Task requirements - All lines from the one with "class is: light" onward, through the last line of the records below, are to be retyped word for word.

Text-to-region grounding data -
|---|
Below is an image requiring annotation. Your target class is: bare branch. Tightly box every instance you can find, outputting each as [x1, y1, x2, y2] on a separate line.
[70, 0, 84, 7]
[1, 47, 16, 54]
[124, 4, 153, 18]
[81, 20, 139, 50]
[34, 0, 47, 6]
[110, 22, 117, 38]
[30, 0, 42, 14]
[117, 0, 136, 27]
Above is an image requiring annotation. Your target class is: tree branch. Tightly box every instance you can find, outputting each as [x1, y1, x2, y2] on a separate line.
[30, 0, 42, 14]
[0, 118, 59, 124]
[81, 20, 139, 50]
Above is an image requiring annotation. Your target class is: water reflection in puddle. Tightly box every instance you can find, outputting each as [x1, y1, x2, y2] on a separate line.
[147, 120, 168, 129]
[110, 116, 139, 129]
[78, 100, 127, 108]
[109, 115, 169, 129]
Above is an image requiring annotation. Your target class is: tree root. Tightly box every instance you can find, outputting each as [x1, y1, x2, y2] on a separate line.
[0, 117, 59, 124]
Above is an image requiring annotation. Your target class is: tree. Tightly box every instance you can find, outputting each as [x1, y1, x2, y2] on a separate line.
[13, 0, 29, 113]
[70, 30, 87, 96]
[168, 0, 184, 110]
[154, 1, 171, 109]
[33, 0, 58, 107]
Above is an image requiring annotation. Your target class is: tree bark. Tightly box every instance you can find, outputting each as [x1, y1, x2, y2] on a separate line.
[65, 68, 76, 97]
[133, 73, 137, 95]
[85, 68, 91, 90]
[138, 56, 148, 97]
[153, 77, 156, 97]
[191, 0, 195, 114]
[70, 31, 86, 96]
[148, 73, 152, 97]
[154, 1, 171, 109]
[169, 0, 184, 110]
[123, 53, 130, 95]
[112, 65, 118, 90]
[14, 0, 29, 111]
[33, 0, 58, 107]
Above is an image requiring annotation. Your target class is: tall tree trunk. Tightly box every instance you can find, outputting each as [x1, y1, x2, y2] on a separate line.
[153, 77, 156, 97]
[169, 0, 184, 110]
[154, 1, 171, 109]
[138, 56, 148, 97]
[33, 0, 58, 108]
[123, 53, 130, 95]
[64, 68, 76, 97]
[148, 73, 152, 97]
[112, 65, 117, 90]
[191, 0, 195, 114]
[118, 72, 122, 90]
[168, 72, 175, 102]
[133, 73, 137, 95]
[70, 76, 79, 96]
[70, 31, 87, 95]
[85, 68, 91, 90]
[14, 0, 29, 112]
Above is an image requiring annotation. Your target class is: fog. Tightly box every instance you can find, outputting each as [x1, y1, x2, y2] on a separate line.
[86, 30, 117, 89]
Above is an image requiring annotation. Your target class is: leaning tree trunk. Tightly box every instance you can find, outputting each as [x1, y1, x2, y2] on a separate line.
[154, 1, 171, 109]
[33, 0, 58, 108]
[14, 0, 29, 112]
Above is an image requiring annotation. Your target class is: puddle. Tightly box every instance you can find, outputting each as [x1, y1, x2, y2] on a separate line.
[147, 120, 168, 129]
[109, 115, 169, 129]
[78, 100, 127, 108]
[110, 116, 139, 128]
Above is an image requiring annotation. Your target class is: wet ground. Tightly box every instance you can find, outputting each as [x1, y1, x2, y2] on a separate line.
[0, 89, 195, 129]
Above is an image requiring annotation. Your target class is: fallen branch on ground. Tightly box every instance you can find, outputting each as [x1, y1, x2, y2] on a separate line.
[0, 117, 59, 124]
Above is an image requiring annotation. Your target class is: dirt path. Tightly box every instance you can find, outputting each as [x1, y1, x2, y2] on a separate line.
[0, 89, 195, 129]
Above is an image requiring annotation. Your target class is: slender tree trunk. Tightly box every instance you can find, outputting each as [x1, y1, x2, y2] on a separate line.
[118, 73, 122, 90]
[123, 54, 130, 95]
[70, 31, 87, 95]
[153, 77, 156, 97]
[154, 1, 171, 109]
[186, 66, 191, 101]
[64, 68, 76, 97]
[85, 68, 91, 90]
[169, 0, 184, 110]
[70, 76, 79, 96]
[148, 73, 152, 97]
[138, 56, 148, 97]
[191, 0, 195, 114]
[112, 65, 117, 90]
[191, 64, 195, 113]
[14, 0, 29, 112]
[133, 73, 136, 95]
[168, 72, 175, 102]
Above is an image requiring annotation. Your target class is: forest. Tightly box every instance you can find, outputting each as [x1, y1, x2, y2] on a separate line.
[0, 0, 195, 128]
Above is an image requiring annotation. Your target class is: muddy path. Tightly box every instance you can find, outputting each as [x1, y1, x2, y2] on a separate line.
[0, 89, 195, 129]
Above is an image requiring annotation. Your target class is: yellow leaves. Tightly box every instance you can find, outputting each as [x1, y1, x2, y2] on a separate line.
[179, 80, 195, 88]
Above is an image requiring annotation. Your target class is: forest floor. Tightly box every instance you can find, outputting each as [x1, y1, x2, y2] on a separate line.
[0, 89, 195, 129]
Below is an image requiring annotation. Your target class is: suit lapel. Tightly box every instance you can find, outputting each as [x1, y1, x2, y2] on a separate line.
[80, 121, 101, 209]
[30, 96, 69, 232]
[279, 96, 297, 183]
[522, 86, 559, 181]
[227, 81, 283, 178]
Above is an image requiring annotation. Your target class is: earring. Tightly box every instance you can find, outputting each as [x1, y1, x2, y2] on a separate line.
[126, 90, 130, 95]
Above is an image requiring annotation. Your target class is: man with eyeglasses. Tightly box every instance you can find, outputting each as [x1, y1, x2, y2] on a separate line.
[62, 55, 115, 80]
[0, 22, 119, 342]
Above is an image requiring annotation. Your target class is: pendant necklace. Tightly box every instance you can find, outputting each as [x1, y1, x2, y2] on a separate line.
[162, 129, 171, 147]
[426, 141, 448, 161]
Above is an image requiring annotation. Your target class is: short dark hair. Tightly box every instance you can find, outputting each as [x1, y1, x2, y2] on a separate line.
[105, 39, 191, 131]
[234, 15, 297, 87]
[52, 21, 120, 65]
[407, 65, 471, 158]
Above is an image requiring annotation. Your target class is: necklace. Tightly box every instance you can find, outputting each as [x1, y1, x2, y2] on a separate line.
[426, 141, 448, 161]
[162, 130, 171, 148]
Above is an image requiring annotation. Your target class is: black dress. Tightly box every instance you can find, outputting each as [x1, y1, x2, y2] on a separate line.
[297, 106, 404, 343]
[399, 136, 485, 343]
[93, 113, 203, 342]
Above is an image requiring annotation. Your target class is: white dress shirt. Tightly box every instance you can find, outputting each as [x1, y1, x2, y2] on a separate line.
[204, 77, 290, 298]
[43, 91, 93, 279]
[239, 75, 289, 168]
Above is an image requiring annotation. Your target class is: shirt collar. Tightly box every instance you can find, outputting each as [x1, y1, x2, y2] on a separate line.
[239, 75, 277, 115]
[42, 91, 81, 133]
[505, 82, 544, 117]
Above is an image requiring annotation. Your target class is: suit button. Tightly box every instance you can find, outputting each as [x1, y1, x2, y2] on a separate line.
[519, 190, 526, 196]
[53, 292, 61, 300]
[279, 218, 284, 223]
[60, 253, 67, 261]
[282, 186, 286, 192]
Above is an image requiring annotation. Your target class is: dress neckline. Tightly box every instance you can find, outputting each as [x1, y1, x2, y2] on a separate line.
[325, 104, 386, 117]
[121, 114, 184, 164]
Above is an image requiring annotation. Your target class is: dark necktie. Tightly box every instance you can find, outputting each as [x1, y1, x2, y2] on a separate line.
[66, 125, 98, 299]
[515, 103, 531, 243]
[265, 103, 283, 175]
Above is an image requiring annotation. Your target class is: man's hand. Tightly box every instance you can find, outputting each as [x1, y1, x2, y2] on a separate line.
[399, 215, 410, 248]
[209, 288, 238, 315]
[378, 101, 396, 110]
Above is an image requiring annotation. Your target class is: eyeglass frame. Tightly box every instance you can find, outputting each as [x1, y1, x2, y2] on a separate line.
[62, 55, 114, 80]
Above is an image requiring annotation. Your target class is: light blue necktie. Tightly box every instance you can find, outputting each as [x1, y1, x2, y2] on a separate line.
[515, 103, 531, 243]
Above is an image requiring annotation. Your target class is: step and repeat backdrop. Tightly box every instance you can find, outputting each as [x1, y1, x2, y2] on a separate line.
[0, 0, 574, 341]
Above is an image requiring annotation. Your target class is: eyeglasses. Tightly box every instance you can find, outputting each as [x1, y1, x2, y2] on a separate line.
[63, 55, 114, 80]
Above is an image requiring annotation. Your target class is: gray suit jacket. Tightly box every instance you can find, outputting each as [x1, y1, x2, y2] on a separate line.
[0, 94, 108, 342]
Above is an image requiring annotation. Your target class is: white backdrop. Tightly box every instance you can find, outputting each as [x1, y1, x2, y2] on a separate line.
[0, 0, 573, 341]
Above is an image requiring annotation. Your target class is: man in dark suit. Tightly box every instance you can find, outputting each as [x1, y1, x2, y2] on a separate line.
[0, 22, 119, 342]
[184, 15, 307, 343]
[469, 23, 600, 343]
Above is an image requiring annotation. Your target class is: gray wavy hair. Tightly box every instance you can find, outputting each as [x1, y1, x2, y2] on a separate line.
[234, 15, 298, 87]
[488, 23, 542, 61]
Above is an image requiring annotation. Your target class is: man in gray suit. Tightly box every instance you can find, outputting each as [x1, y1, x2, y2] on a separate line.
|---|
Answer space -
Above is an image requiring annotation. Your target class is: light blue necktie. Tightly box every instance you can find, outputting each as [x1, y1, x2, y2] on a separate line.
[515, 103, 531, 243]
Above is an image requiring annotation. Your target class is: step and repeat backdrop. Tightly box every instance you can find, outputting each as [x1, y1, x2, y2] on a separate line.
[0, 0, 574, 341]
Above is an image requiring annotation. Your target class is: eyeglasses. Tightly box every instance you can find, outputting each as [x1, y1, x2, y2] on a separate line.
[63, 55, 114, 80]
Above is an image requiring annotation. Your target class is: gray suit jacket. Tightly box every instance you can find, outputting each as [x1, y1, x2, y2] on a separate line.
[0, 94, 108, 342]
Above is an image requiring annotation. Your target class is: white backdrop. Tightly box every instance you can find, outputting each as [x1, y1, x2, y2] on a separate line.
[0, 0, 573, 341]
Above is an image requiring annotation. Your target class is: man in dark suit. Tightly box every instance you can find, outputting each as [x1, y1, x2, y2] on a separate line.
[0, 22, 119, 342]
[184, 15, 307, 343]
[469, 23, 600, 343]
Above is an image requiring annotation. Your target class is: gray wavy hair. Tightly box every instance you can find, outputting each as [x1, y1, x2, y2] on a separate line.
[234, 15, 298, 87]
[488, 23, 542, 61]
Above is an image requiring annotation. Your target class is: man in gray suit. Tightly box every instance you can find, outputting each as [x1, y1, x2, y2] on a separate line.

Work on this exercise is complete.